--- EXCERTO SELECIONADO ---

«Eu e mais dois miúdos sportinguistas que também fazíamos a colecção de cromos, acho que nesse ano de 1970, fizemos um quadro rudimentar com os cromos colados com água e farinha e oferemos ao Vítor Damas quando ele saiu do autocarro antes do jogo. Foi uma loucura para nós ele ao sair do autocarro dirigir-se a nós e receber o quadro. O jogo foi contra a CUF do Barreiro, a nossa terra, e penso que ganhámos por 2-0. Como não tínhamos dinheiro para os bilhetes lá entrámos de mãos dados com um senhor que para esse efeito fazia de nosso pai.»
Começou por ser o cromo mais valioso da minha colecção de futebolistas, era eu miúdo. Depois ganhou consistência muito real como campeão pelo Sporting - aliás, bicampeão, tendo vencido o título mais cobiçado em 1970 e 1974. Ele - como Agostinho no ciclismo, Livramento no hóquei, Lopes no atletismo - contribuiu em larga medida para me tornar adepto deste clube que tem Portugal no nome.
Ele, o Damas. O dos gestos felinos. O das defesas impossíveis. O da elegância à prova de bala entre os postes. O guarda-redes por excelência, com 19 anos de Sporting, produto da formação leonina muito antes de haver Academia de Alcochete. Campeão de iniciados, campeão de juniores, campeão sénior.
Sportinguista de camisola e do coração. Sem deixar de respeitar os emblemas rivais - algo que hoje, para muitos, parece quase impossível. O que saiu para voltar - com a certeza de que devemos regressar sempre aos lugares onde fomos felizes. Tão respeitado pelos adversários que até Eusébio chorou copiosamente no dia triste do seu funeral.
Vítor Damas. Deixou-nos faz hoje vinte anos. Cedo de mais. É sempre demasiado cedo quando vemos partir os nossos ídolos, os nossos heróis, os nossos campeões. «Todas as mortes são prematuras», escreveu Jorge de Sena, ás da literatura que torcia não sei por que clube nem isso interessa.
Alguns craques que passaram pelo Sporting tornaram-se quase sinónimos desta centenária e gloriosa agremiação que une milhões de adeptos de todas as gerações nas mais remotas partes do globo. Peyroteo, Hilário, Yazalde, Jordão, Manuel Fernandes. E o grande, enorme, gigante Vítor Manuel Damas Afonso de Oliveira, nascido em 1947 e falecido a 13 de Setembro de 2003. Ainda com tantos sonhos por realizar, mas tendo cumprido o último: assistiu à inauguração do novo Estádio José Alvalade.
Está hoje perpetuado na porta n.º 1 e na baliza sul do estádio, também como nome de rua situada ali bem perto. Mas permanece imortalizado, sobretudo, na memória e nos afectos dos sportinguistas.
O cromo mais precioso da minha caderneta de miúdo. Jamais o esquecerei.
Transcrevo, com a devida vénia, um texto de António Alfarrobinha publicado no facebook, no grupo Bola de Catchu. Vítor Damas saiu do Sporting, regressou e dá hoje, justamente, o nome a uma baliza e à porta número 1 do Estádio José Alvalade. Não passou por metade do que o Rui Patrício passou.
Qual é o problema dos sportinguistas com o Rui Patrício, mesmo?

--- DADOS FORNECIDOS ---

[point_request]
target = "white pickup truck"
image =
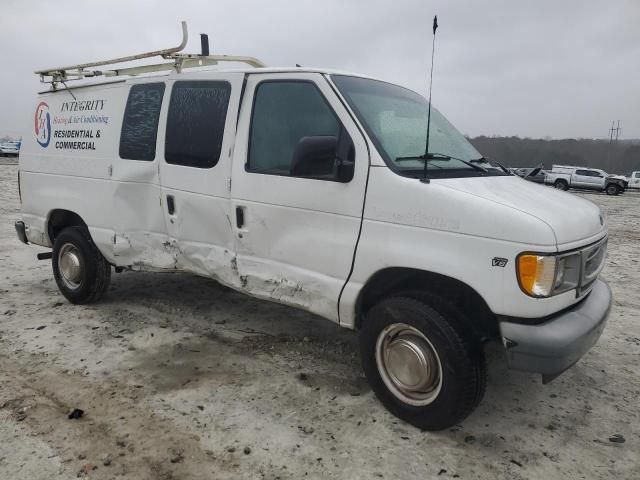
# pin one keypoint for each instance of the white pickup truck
(564, 177)
(309, 187)
(634, 179)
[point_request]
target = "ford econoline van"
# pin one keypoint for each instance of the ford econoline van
(312, 188)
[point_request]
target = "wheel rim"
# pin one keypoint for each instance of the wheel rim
(70, 266)
(408, 364)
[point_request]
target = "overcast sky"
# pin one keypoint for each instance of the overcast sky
(502, 67)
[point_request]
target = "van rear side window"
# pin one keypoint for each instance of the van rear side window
(195, 125)
(140, 123)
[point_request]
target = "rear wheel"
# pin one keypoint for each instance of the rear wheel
(561, 185)
(612, 189)
(80, 270)
(422, 363)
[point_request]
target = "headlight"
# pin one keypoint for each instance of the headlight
(547, 275)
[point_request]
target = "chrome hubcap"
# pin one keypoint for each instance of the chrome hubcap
(408, 364)
(70, 265)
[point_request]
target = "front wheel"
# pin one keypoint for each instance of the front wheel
(422, 363)
(80, 270)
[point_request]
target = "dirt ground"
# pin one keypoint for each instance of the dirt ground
(180, 378)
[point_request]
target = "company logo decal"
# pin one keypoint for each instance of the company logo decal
(43, 124)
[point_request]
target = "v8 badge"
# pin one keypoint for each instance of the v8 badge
(499, 262)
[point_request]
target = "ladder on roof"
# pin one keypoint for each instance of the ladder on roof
(179, 61)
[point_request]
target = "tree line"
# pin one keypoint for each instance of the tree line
(620, 157)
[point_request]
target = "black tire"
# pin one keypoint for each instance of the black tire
(612, 189)
(561, 185)
(94, 273)
(459, 351)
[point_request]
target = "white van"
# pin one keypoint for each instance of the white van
(308, 187)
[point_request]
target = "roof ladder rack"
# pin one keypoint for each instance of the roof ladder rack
(179, 61)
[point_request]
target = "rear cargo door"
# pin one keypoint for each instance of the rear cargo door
(195, 172)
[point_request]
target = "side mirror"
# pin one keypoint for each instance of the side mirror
(315, 157)
(533, 172)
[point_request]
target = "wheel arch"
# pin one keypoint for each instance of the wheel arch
(59, 219)
(394, 280)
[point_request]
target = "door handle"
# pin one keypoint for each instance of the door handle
(240, 217)
(171, 204)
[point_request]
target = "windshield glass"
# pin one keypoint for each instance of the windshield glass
(396, 120)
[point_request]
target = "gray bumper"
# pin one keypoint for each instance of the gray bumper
(553, 346)
(21, 231)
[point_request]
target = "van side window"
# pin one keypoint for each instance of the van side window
(294, 132)
(140, 122)
(195, 125)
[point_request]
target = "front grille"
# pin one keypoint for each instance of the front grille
(592, 263)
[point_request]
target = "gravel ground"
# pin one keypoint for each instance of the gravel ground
(180, 378)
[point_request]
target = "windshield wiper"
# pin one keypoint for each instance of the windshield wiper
(485, 160)
(440, 156)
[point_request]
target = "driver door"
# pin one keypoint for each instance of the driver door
(297, 221)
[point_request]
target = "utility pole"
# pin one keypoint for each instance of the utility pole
(614, 129)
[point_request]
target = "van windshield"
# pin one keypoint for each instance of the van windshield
(396, 121)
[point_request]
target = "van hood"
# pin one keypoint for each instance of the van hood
(571, 218)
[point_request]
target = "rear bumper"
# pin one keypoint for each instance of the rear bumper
(22, 233)
(555, 345)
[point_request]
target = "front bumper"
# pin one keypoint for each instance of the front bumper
(22, 232)
(553, 346)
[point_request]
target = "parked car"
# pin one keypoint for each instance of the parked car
(535, 175)
(312, 188)
(624, 179)
(564, 177)
(10, 148)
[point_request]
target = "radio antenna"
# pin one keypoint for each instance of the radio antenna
(426, 148)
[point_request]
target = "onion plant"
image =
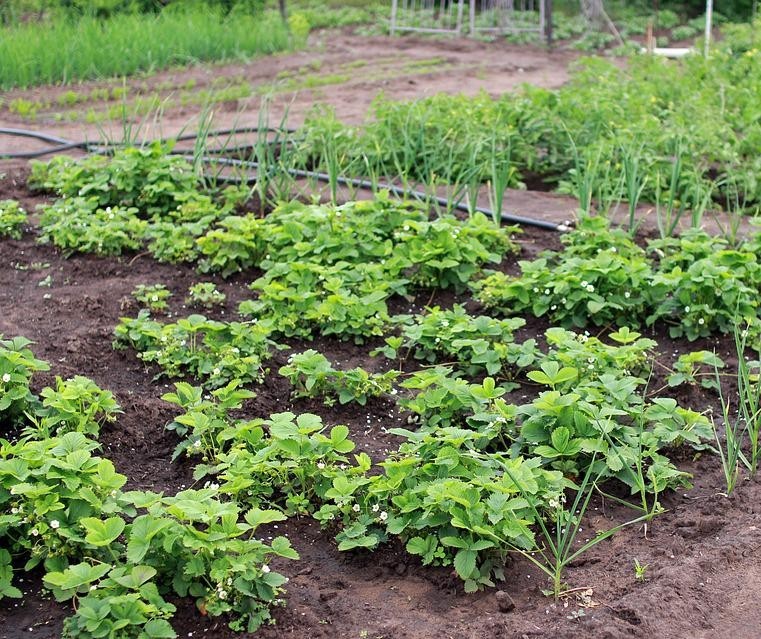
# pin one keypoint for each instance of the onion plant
(559, 547)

---

- TAREFAS A REALIZAR -
1. Segundo o texto sobre Vítor Damas, em que anos foi ele campeão pelo Sporting?
2. Conta as linhas dos registos que contêm a palavra "ford". Indica só o número.
Estes registos não têm qualquer relação com o texto.

- RESPOSTAS DADAS -
1. Em 1970 e em 1974.

2. 2